**Lesetext**
....

Menschen, die mit der Gemeinde Bockenheim verbunden waren, können jetzt in einem Gemeinschaftsgrab bestattet werden. Die Anlage soll eine Alternative zu anonymen Bestattungen sein. Auch die Theologin Katharina Staritz findet hier ihre letzte Ruhestätte. Sie war im Widerstand gegen den Nationalsozialismus aktiv und die erste Frau, die in Deutschland eine Planstelle als Pfarrerin innehatte.

Bildhauer Ulrich Hochmann und Kirchenvorsteherin Dore Struckmeier-Schubert beim neuen Gemeinschaftsgrab der Gemeinde Bockenheim. | Foto: Rolf Oeser
Bildhauer Ulrich Hochmann und Kirchenvorsteherin Dore Struckmeier-Schubert beim neuen Gemeinschaftsgrab der Gemeinde Bockenheim. | Foto: Rolf Oeser

Erst nach seiner anonymen Beisetzung in Offenbach erfuhr die Gemeinde Bockenheim vom Tod eines Gemeindemitglieds. Dieser Vorfall, erinnert sich Dore Struckmeier-Schubert vom Kirchenvorstand, löste so große Bestürzung aus, dass die Gemeinde beschloss, auf dem Bockenheimer Friedhof ein Gemeinschaftsgrab zu errichten.

Ziel war es, ein Urnengrabfeld zu schaffen, das an Gemeindemitglieder oder Menschen erinnert, die mit der Gemeinde verbunden waren, und den Angehörigen einen Ort für Trauer und Gedenken bietet. Ein anderer Aspekt war der Wunsch, mittellosen Verstorbenen eine würdige Beisetzung zu ermöglichen. Die Gemeinde wandte sich an das Zentrum Verkündigung der hessen-nassauischen Landeskirche, um die künstlerische Gestaltung zu klären. Markus Zink vom Referat Kunst und Kirche bat drei ihm bekannte Bildhauer um Entwürfe. Der Kirchenvorstand entschied sich schließlich für den Entwurf des Künstlers Ulrich Hochmann, unterstützt von einer Jury, zu der auch der Bauabteilungsleiter des Regionalverbands und der Sachgebietsleiter des Friedhofsamts gehörten.

Der Bildhauer, der in der Nähe von München lebt, bearbeitet in seiner Grabskulptur das Motiv der Auferstehung. „In der Welt ist nichts statisch, sondern alles wandelt sich stetig“, sagt Ulrich Hochmann. Als Grundform wählte er daher eine sich S-förmig schlängelnde Linie, die Leben und Tod fließend ineinander übergehen lässt. Aus Nagelfluh, einem im Alpenvorland weit verbreiteten Stein, in dem verschiedene Gesteinsfragmente verbunden sind, fertigte Hochmann das Fundament, eine mittig platzierte Stele, die auch als Pult dient, sowie rechteckige Quader zum Sitzen. Jeder Stein wurde von Hand bearbeitet und ist ein Unikat.

....

**Aufgeführte Einträge**
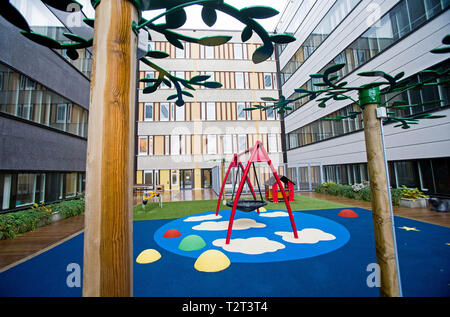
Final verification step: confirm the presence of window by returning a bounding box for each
[235,72,245,89]
[206,102,216,120]
[266,103,275,120]
[267,134,277,153]
[175,47,185,58]
[16,174,36,207]
[144,171,153,186]
[233,43,242,59]
[170,135,180,155]
[159,103,169,121]
[170,103,175,121]
[0,174,11,210]
[145,72,155,87]
[175,105,186,121]
[237,102,246,120]
[264,73,273,89]
[180,135,186,155]
[164,135,170,155]
[148,135,153,155]
[222,135,233,154]
[238,135,247,152]
[56,104,67,123]
[170,170,178,186]
[139,136,147,155]
[144,103,153,121]
[206,135,217,154]
[65,173,77,198]
[200,46,214,59]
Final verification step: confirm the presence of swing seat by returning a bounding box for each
[227,199,267,212]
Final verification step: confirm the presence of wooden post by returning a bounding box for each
[83,0,138,296]
[360,87,399,297]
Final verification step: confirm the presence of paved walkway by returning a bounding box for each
[0,189,450,272]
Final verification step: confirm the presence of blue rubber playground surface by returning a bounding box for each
[0,208,450,297]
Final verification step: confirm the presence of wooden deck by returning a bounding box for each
[0,190,450,272]
[300,192,450,228]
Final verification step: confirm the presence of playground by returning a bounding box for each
[0,200,450,297]
[0,142,450,297]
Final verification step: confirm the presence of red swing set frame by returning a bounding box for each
[216,141,298,244]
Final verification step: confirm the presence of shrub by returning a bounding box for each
[314,182,402,206]
[400,185,428,201]
[0,199,84,239]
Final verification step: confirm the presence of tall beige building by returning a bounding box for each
[136,30,282,190]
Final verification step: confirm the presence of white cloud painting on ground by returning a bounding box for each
[275,228,336,244]
[213,237,285,255]
[192,218,266,231]
[183,214,222,222]
[259,211,289,218]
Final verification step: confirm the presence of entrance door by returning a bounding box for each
[202,168,211,188]
[181,170,194,189]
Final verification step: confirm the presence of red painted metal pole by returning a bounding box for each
[216,162,233,216]
[225,147,256,244]
[268,161,298,239]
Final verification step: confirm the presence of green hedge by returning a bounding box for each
[0,198,84,239]
[315,182,401,206]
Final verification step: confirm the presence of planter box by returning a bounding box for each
[50,212,63,222]
[400,198,428,208]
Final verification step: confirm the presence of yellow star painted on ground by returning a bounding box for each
[398,226,420,231]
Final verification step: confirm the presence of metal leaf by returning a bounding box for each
[323,63,345,76]
[164,8,187,29]
[189,75,211,83]
[20,31,62,49]
[0,2,31,32]
[269,34,295,44]
[41,0,83,12]
[252,43,273,64]
[241,25,253,42]
[66,49,80,61]
[83,18,95,28]
[202,81,222,88]
[63,32,87,43]
[239,6,279,19]
[202,5,217,27]
[198,35,232,46]
[145,51,169,58]
[164,33,184,50]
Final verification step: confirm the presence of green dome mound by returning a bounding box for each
[178,234,206,251]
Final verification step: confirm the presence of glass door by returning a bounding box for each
[202,168,211,188]
[181,170,194,189]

....

**Zu erledigende Aufgabe**
Aus welchem Stein fertigte Ulrich Hochmann laut dem Lesetext das Fundament, die Stele und die Quader zum Sitzen?

**Ergebnis der Übung**
Aus Nagelfluh.